### Provided records
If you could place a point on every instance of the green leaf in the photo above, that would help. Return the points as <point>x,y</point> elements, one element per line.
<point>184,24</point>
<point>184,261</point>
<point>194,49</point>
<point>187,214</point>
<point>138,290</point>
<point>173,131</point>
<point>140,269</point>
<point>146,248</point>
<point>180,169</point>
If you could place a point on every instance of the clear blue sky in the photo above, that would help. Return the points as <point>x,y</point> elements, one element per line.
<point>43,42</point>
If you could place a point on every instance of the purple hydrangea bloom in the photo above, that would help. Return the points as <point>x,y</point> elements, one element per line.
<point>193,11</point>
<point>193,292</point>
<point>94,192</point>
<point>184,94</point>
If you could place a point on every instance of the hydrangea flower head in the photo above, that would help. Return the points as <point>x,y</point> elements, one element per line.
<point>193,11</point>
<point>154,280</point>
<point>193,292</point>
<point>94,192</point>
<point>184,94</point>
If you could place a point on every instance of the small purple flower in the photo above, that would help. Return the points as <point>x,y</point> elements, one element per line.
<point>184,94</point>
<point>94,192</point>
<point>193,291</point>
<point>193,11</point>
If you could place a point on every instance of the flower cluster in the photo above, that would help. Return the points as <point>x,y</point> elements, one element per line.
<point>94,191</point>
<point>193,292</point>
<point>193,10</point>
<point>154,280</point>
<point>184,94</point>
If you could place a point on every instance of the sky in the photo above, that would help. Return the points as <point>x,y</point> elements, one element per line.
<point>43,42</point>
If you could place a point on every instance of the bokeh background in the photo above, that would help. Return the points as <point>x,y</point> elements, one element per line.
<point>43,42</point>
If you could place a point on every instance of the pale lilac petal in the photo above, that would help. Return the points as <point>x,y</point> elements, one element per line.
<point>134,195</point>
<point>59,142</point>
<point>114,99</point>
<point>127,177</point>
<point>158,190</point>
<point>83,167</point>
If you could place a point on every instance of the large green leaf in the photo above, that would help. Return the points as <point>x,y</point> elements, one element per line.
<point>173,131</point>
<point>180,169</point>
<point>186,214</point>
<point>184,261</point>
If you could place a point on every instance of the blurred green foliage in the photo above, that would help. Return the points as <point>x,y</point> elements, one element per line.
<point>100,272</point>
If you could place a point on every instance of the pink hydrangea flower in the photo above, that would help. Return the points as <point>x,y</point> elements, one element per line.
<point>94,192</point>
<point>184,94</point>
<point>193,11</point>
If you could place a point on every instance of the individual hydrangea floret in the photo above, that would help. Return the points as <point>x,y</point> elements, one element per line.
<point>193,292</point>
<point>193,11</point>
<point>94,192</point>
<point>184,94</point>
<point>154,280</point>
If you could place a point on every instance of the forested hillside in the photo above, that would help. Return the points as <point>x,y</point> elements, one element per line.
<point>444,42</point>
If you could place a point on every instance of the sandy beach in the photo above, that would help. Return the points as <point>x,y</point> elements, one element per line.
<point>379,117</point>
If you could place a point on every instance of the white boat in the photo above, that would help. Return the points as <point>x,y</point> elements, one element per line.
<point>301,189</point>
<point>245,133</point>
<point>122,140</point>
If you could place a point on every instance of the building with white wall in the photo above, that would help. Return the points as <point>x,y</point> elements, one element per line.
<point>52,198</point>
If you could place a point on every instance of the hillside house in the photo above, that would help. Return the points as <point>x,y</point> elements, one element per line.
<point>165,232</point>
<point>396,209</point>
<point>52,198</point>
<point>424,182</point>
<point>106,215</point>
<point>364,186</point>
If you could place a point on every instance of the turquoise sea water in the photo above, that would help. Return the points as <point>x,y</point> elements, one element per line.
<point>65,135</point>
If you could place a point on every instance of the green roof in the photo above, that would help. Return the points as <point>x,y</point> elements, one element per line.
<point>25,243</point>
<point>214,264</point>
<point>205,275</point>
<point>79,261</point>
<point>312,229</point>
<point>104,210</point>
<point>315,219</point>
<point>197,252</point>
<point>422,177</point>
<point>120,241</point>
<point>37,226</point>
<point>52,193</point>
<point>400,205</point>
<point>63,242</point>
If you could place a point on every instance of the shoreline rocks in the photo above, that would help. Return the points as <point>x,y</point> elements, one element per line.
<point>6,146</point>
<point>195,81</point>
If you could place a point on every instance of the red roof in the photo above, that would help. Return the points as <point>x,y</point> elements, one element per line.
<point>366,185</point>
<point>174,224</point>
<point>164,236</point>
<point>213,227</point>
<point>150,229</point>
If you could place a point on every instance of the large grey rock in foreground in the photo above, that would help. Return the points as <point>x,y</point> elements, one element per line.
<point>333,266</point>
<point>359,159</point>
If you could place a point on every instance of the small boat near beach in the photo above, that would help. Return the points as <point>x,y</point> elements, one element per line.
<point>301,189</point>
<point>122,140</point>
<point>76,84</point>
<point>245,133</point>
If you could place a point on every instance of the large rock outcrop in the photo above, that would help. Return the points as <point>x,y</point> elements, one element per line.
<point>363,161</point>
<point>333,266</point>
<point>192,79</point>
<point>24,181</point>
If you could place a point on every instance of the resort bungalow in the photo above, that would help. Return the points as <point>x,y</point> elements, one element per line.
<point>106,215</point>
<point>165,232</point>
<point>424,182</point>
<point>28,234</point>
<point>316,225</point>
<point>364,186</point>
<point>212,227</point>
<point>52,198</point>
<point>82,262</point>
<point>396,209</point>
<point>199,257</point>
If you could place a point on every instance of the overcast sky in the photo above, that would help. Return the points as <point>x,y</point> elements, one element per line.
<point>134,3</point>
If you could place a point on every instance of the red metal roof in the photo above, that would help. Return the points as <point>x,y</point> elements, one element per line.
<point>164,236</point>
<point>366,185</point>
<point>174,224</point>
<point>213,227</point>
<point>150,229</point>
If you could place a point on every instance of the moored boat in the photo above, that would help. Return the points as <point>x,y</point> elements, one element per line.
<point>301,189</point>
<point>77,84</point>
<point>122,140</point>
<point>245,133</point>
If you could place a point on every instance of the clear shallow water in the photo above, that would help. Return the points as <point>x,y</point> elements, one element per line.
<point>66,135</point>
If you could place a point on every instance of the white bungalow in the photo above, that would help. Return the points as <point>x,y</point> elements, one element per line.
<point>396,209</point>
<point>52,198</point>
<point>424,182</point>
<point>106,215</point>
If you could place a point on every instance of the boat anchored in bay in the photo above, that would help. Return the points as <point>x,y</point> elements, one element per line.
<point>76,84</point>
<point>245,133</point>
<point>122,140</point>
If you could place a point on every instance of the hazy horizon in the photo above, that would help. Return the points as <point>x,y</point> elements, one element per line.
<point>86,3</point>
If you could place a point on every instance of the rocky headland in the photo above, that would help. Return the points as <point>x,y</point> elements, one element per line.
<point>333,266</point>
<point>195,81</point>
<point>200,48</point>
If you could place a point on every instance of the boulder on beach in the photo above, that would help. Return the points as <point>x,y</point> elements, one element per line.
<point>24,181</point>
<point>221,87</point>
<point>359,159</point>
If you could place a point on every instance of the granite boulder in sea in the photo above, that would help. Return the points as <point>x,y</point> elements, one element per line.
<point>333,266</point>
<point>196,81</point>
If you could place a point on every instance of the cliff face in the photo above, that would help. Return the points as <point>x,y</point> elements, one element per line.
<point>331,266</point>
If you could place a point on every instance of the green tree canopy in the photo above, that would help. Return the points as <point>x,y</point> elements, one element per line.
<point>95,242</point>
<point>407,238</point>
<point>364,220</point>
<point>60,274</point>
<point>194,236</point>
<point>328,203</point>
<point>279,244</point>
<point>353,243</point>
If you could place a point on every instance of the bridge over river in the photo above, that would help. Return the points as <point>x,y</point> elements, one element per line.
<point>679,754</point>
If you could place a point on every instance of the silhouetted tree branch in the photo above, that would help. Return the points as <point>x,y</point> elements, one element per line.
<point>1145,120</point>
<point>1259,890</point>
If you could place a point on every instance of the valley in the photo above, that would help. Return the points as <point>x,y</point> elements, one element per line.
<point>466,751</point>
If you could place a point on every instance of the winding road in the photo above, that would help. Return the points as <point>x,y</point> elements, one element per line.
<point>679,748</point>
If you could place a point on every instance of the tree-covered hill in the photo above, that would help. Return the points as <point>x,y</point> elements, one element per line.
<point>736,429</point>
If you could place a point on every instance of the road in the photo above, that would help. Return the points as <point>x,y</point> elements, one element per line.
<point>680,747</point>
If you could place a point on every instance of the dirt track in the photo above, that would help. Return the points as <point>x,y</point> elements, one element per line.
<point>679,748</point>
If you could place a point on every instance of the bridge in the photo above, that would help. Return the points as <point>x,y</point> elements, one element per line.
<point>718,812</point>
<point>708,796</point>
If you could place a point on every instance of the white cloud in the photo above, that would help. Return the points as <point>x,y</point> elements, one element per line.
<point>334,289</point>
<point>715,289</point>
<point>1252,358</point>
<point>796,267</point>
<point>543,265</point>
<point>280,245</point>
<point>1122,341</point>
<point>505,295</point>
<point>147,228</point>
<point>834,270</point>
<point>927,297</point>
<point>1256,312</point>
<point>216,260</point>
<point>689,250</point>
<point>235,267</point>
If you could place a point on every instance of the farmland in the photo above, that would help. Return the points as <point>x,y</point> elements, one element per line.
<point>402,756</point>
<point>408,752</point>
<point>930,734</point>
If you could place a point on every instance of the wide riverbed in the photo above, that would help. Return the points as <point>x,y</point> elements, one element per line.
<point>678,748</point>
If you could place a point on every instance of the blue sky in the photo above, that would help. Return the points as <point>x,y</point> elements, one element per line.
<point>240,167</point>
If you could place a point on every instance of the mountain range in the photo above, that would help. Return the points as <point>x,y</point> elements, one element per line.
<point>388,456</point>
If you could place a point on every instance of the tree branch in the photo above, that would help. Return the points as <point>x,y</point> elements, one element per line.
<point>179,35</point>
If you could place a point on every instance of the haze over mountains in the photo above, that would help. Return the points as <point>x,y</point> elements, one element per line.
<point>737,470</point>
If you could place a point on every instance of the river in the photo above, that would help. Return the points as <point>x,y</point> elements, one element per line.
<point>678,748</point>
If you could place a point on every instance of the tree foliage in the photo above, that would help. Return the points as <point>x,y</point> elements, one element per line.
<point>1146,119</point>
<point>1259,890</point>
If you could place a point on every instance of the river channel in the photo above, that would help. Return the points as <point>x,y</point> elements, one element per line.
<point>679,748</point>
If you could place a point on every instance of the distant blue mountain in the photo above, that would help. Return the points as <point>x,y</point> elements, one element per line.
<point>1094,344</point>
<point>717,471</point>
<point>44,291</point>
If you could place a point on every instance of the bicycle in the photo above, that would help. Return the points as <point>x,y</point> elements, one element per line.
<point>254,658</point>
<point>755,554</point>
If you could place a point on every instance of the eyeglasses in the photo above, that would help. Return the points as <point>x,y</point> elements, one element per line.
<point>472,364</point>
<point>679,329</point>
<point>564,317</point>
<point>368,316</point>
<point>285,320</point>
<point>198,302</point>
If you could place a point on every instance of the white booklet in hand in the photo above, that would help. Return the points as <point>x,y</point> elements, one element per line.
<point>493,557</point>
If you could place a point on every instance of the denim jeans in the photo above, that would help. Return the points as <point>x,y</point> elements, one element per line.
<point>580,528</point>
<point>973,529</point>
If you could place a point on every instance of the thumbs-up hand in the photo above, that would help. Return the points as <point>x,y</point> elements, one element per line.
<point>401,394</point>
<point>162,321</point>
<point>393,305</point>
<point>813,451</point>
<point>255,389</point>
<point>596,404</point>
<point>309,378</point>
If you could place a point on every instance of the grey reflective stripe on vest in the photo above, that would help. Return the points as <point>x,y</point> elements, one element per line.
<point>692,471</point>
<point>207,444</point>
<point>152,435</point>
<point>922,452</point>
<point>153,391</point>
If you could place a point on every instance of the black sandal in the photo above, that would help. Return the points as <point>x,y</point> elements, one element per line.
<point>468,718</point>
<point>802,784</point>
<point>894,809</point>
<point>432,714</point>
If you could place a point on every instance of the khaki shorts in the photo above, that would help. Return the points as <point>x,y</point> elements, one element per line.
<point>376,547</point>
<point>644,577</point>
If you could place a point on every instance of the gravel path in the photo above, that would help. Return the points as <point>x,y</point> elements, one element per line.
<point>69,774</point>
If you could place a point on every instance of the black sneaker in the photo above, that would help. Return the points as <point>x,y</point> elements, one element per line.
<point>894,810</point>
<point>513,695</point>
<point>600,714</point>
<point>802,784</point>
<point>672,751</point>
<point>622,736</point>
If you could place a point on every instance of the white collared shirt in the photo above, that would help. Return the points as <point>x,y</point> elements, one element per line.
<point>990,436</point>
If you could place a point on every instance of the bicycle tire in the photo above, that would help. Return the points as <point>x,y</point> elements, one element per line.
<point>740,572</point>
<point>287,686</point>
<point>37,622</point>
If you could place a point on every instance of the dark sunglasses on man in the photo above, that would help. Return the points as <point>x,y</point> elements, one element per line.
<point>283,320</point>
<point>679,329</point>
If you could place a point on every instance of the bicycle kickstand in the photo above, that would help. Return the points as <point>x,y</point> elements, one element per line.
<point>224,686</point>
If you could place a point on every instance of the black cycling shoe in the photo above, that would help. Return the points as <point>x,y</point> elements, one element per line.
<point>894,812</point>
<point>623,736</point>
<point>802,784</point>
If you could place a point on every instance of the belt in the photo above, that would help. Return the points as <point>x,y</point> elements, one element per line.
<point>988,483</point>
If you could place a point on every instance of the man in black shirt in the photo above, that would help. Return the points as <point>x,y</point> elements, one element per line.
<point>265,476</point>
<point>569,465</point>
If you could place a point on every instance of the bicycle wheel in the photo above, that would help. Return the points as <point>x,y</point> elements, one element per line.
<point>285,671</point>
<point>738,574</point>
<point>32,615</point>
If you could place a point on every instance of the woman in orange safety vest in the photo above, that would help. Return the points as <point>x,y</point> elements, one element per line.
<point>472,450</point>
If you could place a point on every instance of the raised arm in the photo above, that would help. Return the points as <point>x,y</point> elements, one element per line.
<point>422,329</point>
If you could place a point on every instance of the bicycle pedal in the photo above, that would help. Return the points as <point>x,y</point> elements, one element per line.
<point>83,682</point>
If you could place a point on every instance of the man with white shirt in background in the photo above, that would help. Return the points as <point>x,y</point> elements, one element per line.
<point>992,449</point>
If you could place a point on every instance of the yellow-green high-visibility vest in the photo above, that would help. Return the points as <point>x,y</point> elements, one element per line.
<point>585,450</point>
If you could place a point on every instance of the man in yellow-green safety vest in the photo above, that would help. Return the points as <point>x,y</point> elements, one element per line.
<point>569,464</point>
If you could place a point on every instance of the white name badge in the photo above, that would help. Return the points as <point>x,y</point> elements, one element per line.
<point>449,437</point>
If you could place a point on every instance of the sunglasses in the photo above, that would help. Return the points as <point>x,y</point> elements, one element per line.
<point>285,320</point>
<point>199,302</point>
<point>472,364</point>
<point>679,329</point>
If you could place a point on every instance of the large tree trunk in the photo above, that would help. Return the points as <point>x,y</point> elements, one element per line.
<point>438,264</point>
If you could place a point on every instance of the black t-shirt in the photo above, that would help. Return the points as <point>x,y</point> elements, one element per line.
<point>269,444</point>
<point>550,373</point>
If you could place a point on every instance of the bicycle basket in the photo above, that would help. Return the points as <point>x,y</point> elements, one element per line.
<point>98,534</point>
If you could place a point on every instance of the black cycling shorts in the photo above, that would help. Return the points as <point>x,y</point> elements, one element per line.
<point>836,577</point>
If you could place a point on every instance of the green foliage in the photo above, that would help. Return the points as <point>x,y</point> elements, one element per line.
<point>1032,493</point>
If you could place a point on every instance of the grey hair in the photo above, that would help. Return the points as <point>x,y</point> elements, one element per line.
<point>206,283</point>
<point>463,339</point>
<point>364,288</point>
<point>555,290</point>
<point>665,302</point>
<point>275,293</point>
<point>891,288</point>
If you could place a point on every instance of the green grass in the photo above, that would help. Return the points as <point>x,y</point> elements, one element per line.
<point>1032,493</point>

### Task to carry out
Could you edit the items between the lines holding "the black sandal" and "<point>224,686</point>", inclusive, and give those lines again with "bicycle tire" changed to "bicycle wheel" and nothing else altered?

### Finished answer
If you could place a point on every instance of the black sandal in the photo above, that would help. Return the points as <point>x,y</point> elements, one element per line.
<point>468,718</point>
<point>802,784</point>
<point>894,809</point>
<point>432,714</point>
If you could place a point on every instance of the khaki shorts in the photo above, that would help. Return the points as <point>x,y</point> elements, one element per line.
<point>376,547</point>
<point>644,577</point>
If you could place a point on every instance of the gravel path in the photo above, that would help. Return the points as <point>x,y</point> elements, one element per line.
<point>69,774</point>
If you could place a point on every instance of the black sneaker in the photo above, that would help. Return the points as <point>x,y</point> elements, one element per line.
<point>894,810</point>
<point>513,695</point>
<point>600,714</point>
<point>802,784</point>
<point>672,751</point>
<point>622,736</point>
If you could place a point on every instance of the white collared shirt in the photo above, that would help. Return the points as <point>x,y</point> elements, one element per line.
<point>990,436</point>
If you could place a point on every instance of the bicycle wheel in the photo above, that would help. Return the points as <point>x,y</point> elements, one element per line.
<point>740,572</point>
<point>287,686</point>
<point>37,622</point>
If you could place a point on every instance of the dark sunglasses on man in the photo above, that would help. Return the points as <point>x,y</point> elements, one element per line.
<point>283,320</point>
<point>679,329</point>
If you could place a point on every instance of the bicycle kickstand in the photo above, that would help. Return the points as <point>x,y</point> elements, one element per line.
<point>224,686</point>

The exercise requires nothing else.